◆ TEXT ◆
TRC Companiesposted 27 days ago
$120,000 - $140,000/Yr
Full-time • Mid Level
Clifton Park, NY
Administrative and Support Services

About the position

We are looking to hire a Site Reliability Engineer (SRE) to build and maintain software that enables our customers to navigate our site quickly. The ideal candidate will provide skilled problem-solving measures that enable product expansion and improve the customer experience to accomplish company objectives. The ideal candidate will have a background in the utility industry and possess strong knowledge of agile methodologies, specifically Scrum. The SRE will be responsible for ensuring the reliability, availability, and performance of our software products. This role involves working closely with both onshore and offshore teams to support migrations and product development. Excellent communication skills and the ability to collaborate effectively with diverse teams are essential. To be a successful SRE, you should be meticulous and detail-oriented, with excellent technical and information security skills.

Responsibilities

  • Develop and provide operational support for full-stack software applications.
  • Ensure the reliability, availability, and performance of software products in production.
  • Collaborate with development operations staff to create, monitor, and troubleshoot the entire system including infrastructure.
  • Increase system resilience and serve larger customer volumes with expert-level coding, bulletproof release, and change management skills.
  • Monitor and manage system health, performance, and capacity planning.
  • Automate repetitive tasks to improve system efficiency and reduce manual intervention.
  • Collect operating system data and report performance metrics to stakeholders.
  • Manage cloud and database system maintenance, debugging production issues as they arise.
  • Experience building software and computer systems using a variety of languages (JavaScript, Python, etc.).
  • Comfortable working with cloud-native infrastructure, such as AWS Lambda, and Azure Cloud Services.
  • Impeccable creative and communication skills.

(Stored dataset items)
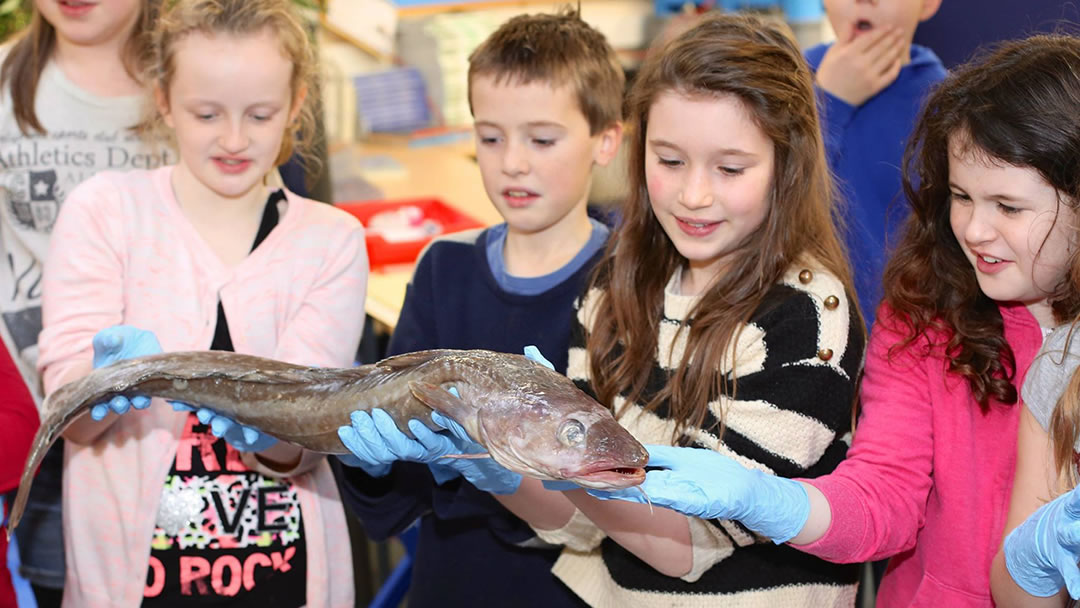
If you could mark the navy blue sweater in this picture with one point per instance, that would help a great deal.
(865, 148)
(471, 551)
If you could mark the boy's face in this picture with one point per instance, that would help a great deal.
(535, 151)
(851, 18)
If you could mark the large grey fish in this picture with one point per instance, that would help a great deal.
(531, 420)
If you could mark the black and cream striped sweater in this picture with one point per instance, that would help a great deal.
(796, 365)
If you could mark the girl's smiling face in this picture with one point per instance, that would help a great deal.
(709, 169)
(230, 102)
(1012, 227)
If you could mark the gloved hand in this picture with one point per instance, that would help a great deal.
(376, 443)
(702, 483)
(532, 353)
(1041, 553)
(116, 343)
(484, 473)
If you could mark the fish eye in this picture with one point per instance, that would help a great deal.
(571, 433)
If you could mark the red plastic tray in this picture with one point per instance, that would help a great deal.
(380, 253)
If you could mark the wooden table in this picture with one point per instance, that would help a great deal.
(443, 171)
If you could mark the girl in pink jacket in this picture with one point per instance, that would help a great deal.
(977, 280)
(158, 510)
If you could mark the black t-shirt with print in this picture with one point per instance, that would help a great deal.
(226, 535)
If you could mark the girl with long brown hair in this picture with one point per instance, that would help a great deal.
(1037, 564)
(979, 279)
(720, 316)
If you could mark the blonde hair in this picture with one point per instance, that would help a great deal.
(35, 45)
(242, 17)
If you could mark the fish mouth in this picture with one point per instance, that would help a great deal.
(607, 476)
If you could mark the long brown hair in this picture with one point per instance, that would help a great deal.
(1015, 105)
(757, 62)
(35, 45)
(241, 17)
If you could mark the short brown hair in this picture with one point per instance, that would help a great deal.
(558, 49)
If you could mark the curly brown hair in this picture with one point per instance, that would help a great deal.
(758, 63)
(1014, 105)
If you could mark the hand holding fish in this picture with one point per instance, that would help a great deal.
(376, 443)
(484, 473)
(1041, 553)
(703, 483)
(117, 343)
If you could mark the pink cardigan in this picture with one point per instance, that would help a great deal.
(122, 252)
(928, 477)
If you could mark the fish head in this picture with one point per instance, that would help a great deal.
(558, 432)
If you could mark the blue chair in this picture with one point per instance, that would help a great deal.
(393, 590)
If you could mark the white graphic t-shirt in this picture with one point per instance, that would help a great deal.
(85, 134)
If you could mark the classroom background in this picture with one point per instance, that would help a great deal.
(397, 142)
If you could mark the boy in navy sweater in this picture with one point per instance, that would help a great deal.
(545, 93)
(873, 80)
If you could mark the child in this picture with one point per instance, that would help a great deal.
(156, 510)
(18, 420)
(71, 94)
(980, 275)
(873, 82)
(1041, 549)
(720, 318)
(545, 93)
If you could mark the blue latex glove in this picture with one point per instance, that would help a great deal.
(532, 353)
(1041, 553)
(117, 343)
(376, 443)
(484, 473)
(702, 483)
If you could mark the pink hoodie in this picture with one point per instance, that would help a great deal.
(928, 477)
(122, 252)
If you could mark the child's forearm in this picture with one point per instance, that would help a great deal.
(659, 537)
(538, 507)
(819, 521)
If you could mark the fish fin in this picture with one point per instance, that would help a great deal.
(469, 456)
(440, 400)
(409, 359)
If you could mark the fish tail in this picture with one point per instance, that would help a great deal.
(42, 442)
(58, 410)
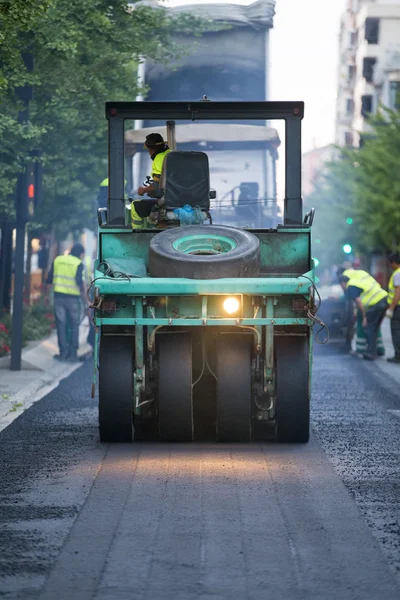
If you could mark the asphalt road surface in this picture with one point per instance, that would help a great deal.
(80, 520)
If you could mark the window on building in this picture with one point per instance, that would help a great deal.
(372, 30)
(366, 105)
(351, 74)
(394, 95)
(349, 106)
(348, 138)
(368, 68)
(353, 39)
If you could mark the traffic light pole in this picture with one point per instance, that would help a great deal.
(17, 314)
(18, 298)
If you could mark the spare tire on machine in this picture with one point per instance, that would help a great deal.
(204, 252)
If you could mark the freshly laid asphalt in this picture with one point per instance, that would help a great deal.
(83, 520)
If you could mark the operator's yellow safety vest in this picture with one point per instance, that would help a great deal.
(136, 220)
(355, 273)
(64, 275)
(372, 292)
(392, 288)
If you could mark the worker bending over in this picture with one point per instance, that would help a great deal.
(393, 310)
(66, 276)
(370, 299)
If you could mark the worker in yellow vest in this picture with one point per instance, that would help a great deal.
(66, 276)
(371, 300)
(361, 338)
(157, 150)
(393, 310)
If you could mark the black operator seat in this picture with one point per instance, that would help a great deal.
(185, 179)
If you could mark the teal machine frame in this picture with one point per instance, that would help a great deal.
(280, 301)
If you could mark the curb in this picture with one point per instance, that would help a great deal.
(40, 374)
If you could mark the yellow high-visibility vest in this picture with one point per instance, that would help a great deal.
(64, 275)
(355, 273)
(392, 287)
(372, 292)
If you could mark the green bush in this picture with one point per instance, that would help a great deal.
(38, 324)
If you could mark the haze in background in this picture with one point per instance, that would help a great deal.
(303, 65)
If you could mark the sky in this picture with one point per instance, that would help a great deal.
(303, 61)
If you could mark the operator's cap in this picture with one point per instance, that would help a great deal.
(154, 140)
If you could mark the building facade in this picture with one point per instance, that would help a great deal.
(227, 63)
(369, 66)
(314, 165)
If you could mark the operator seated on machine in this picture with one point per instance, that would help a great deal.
(158, 150)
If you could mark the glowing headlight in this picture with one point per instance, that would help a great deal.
(231, 305)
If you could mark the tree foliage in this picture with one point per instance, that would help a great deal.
(362, 185)
(85, 53)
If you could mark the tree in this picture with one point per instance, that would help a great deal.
(335, 223)
(358, 198)
(85, 52)
(376, 176)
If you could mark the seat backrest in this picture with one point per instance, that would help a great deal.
(185, 179)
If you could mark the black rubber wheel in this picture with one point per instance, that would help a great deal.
(204, 252)
(234, 388)
(175, 399)
(116, 389)
(292, 388)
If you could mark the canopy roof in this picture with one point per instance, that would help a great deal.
(206, 132)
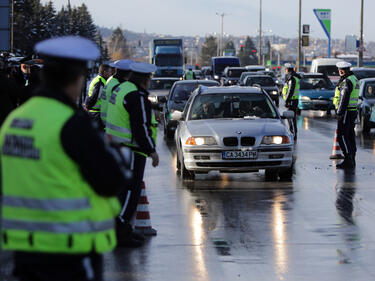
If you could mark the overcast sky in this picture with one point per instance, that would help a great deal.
(197, 17)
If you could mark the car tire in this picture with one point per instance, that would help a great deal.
(286, 174)
(365, 127)
(271, 175)
(185, 173)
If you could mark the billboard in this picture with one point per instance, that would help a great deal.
(5, 25)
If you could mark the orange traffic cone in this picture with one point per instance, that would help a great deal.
(336, 150)
(142, 219)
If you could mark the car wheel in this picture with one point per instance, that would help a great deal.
(185, 173)
(271, 175)
(287, 174)
(364, 125)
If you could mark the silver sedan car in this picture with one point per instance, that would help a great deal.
(232, 130)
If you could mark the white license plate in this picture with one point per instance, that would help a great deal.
(240, 154)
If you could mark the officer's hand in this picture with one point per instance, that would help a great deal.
(155, 159)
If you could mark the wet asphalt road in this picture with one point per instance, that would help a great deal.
(319, 226)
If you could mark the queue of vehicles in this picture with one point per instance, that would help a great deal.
(239, 128)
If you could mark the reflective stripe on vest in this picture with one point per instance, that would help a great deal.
(47, 204)
(106, 93)
(296, 89)
(51, 202)
(54, 227)
(96, 80)
(118, 120)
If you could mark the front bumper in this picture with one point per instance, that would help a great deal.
(317, 104)
(204, 160)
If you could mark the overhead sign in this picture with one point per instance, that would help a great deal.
(306, 29)
(5, 25)
(324, 18)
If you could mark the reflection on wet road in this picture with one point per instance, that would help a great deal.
(319, 226)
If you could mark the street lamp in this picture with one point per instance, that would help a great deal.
(222, 15)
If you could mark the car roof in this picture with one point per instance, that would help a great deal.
(166, 78)
(230, 89)
(197, 82)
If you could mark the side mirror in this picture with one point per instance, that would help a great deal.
(162, 99)
(176, 115)
(288, 114)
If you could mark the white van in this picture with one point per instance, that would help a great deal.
(327, 67)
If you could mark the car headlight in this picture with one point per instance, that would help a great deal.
(201, 141)
(304, 98)
(275, 140)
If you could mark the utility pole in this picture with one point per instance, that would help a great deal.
(220, 47)
(361, 46)
(298, 61)
(260, 33)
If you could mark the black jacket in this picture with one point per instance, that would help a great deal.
(138, 106)
(91, 101)
(99, 162)
(346, 87)
(290, 79)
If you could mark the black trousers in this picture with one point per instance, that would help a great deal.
(58, 267)
(346, 134)
(130, 199)
(293, 106)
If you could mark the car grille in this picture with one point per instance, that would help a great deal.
(233, 141)
(238, 164)
(230, 141)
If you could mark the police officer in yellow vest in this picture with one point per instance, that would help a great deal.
(122, 74)
(58, 204)
(130, 123)
(290, 93)
(93, 102)
(189, 74)
(346, 98)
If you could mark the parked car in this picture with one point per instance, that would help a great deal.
(159, 87)
(176, 100)
(233, 129)
(316, 92)
(363, 72)
(366, 105)
(231, 75)
(266, 83)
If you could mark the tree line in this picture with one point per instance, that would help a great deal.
(34, 21)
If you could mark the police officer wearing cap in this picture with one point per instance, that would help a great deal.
(58, 206)
(130, 123)
(93, 101)
(346, 100)
(290, 93)
(122, 73)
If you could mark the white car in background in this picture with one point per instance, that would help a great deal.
(233, 129)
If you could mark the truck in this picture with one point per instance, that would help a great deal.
(167, 55)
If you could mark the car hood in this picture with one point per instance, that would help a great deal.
(316, 94)
(231, 127)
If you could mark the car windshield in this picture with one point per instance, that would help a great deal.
(262, 81)
(161, 84)
(315, 83)
(235, 73)
(370, 90)
(328, 70)
(362, 74)
(168, 60)
(182, 92)
(233, 105)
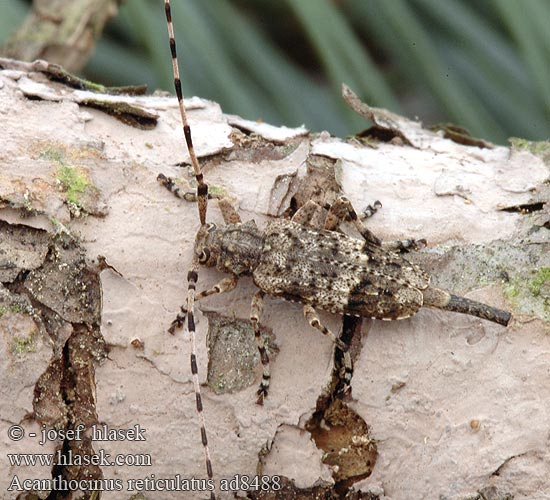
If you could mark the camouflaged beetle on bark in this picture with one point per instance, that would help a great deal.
(319, 267)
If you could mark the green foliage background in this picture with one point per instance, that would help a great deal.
(484, 64)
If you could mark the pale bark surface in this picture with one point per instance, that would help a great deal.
(455, 404)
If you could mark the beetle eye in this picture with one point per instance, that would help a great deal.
(204, 255)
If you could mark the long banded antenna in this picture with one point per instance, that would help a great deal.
(202, 187)
(192, 276)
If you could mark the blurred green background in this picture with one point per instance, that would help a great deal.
(484, 65)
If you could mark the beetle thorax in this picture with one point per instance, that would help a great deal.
(233, 248)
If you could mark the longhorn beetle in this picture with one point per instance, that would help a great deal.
(317, 267)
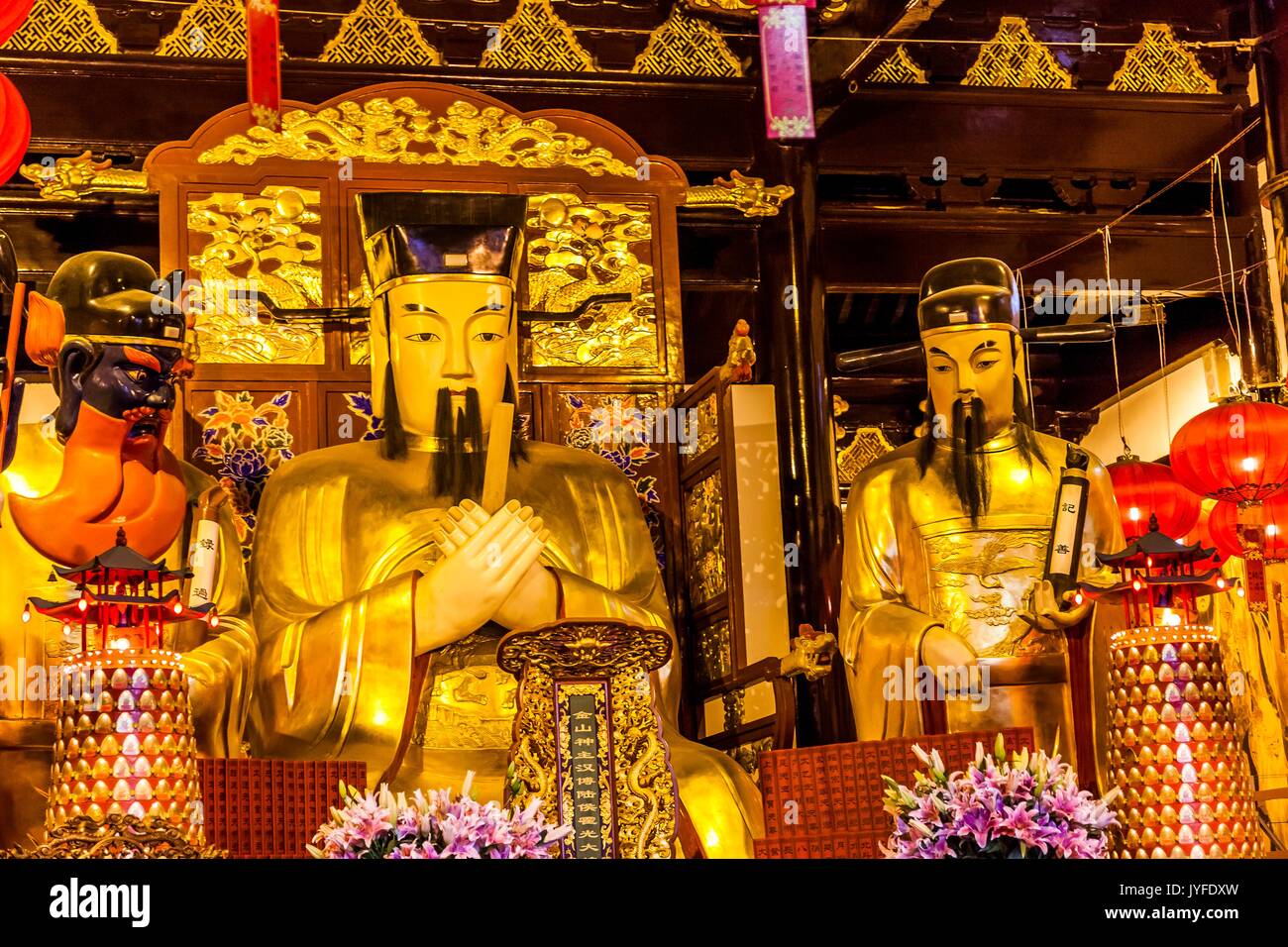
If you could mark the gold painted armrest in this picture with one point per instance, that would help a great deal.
(71, 178)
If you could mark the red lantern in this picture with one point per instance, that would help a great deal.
(1144, 489)
(13, 16)
(1271, 518)
(1235, 451)
(14, 129)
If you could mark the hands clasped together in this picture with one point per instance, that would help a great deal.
(488, 571)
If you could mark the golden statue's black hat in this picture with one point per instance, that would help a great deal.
(410, 235)
(112, 298)
(973, 291)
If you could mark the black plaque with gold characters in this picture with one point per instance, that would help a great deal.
(588, 737)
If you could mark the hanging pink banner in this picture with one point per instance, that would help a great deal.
(263, 63)
(785, 65)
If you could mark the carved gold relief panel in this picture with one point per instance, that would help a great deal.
(579, 249)
(267, 244)
(703, 535)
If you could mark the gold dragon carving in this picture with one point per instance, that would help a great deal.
(267, 243)
(403, 132)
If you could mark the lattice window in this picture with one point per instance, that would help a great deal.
(377, 31)
(687, 47)
(1016, 59)
(63, 26)
(207, 30)
(535, 38)
(898, 68)
(1160, 63)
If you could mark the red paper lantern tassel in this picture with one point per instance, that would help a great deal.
(263, 63)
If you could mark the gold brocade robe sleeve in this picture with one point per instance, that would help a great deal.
(342, 540)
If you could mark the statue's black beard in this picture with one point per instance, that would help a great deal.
(456, 468)
(970, 466)
(969, 462)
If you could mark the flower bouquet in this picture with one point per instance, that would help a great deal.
(1026, 808)
(437, 825)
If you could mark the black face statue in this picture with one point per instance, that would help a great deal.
(134, 382)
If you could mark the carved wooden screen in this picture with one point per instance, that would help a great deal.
(241, 202)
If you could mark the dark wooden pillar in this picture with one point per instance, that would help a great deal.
(1262, 364)
(794, 357)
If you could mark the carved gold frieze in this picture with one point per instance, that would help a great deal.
(687, 47)
(536, 39)
(207, 30)
(898, 68)
(868, 445)
(378, 33)
(703, 532)
(269, 244)
(1159, 63)
(587, 738)
(747, 755)
(403, 132)
(1017, 59)
(715, 651)
(71, 178)
(708, 429)
(579, 249)
(62, 26)
(739, 192)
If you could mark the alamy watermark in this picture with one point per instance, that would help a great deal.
(1087, 298)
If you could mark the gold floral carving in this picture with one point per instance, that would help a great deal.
(116, 836)
(708, 429)
(71, 178)
(378, 33)
(733, 703)
(1016, 59)
(1159, 63)
(535, 38)
(609, 661)
(898, 68)
(703, 531)
(868, 445)
(687, 47)
(578, 249)
(715, 655)
(62, 26)
(402, 132)
(739, 192)
(207, 30)
(267, 243)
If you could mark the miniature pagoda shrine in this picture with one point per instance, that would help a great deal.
(125, 736)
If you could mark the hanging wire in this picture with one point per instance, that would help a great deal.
(1220, 265)
(1229, 253)
(1113, 347)
(874, 40)
(1144, 201)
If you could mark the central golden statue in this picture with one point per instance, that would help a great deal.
(945, 539)
(381, 589)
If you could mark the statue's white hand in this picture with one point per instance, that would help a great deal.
(468, 586)
(535, 598)
(1046, 613)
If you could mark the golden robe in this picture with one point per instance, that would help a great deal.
(340, 540)
(912, 561)
(219, 661)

◆ SHORT TASK 1 ◆
Which agile methodology does the job posting specifically name as one the ideal candidate should know well?
◆ SHORT TASK 2 ◆
Echo the stored dataset items from their first line through the line that has "(1012, 227)", including both of those lines. Leave the pictures out.

◆ REPLY 1 ◆
Scrum

◆ REPLY 2 ◆
If you could mark the navy blue sweater in this picture with one point per instance, that would help a great deal.
(865, 148)
(471, 551)
If you could mark the boy's face in this picture with one point per instance, that would help a great deal.
(535, 151)
(851, 18)
If you could mark the large grey fish in this picture with one point per instance, that would help a great deal.
(531, 420)
If you could mark the black and cream striped sweater in this picture with one point per instance, that would help a great deal.
(796, 365)
If you could mark the girl's smiling face in this picture with one point per instance, that would help a great deal.
(709, 169)
(230, 102)
(1012, 227)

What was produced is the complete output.